Stored data entries:
+-------+

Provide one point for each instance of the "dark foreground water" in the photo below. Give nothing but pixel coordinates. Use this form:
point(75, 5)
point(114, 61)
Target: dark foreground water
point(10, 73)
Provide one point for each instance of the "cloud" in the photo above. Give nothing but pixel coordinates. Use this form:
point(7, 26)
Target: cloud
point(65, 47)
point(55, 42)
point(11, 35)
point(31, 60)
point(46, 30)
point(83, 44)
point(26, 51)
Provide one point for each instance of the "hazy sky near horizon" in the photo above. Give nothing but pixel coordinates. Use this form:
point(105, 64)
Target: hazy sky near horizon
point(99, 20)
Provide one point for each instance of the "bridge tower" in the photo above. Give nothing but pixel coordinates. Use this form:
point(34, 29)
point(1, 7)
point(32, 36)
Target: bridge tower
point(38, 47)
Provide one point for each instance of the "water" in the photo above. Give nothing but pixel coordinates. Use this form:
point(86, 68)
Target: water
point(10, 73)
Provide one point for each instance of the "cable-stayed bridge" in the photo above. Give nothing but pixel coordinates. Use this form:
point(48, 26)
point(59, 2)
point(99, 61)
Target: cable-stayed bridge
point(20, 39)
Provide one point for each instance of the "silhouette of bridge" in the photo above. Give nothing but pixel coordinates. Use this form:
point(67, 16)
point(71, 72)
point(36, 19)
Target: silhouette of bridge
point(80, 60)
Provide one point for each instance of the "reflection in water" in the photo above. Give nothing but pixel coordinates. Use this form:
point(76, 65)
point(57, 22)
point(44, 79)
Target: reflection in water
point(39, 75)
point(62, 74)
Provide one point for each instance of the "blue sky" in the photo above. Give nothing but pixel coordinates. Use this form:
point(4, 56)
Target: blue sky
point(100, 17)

+-------+

== Your goal ==
Copy every line from the records that holds the string "above".

== Output for this exercise ==
Provide one point for each instance of the "cloud" in the photo above. Give nothing but pixel coordinates. Use this form:
Provide one point for each instance of the "hazy sky near horizon" in the photo above. Give nothing but pixel coordinates. Use this form:
Provide one point for each instance of the "bridge tower" in the photo above. Give nothing but pixel coordinates. Use this form:
Provide one point for each instance of the "water" in the photo above. Give nothing but pixel coordinates. Use this form:
Provide one point for each instance of the "cable-stayed bridge" in the photo above. Give nothing but pixel coordinates. Use this form:
Provide one point for each instance of the "silhouette of bridge" in the photo above. Give nothing but pixel coordinates. Use this form:
Provide one point for each instance of the "reflection in water" in the photo above. Give nothing but pixel coordinates. Use this form:
Provide one point for each instance of the "blue sky" in the photo above. Give nothing but pixel coordinates. Use this form:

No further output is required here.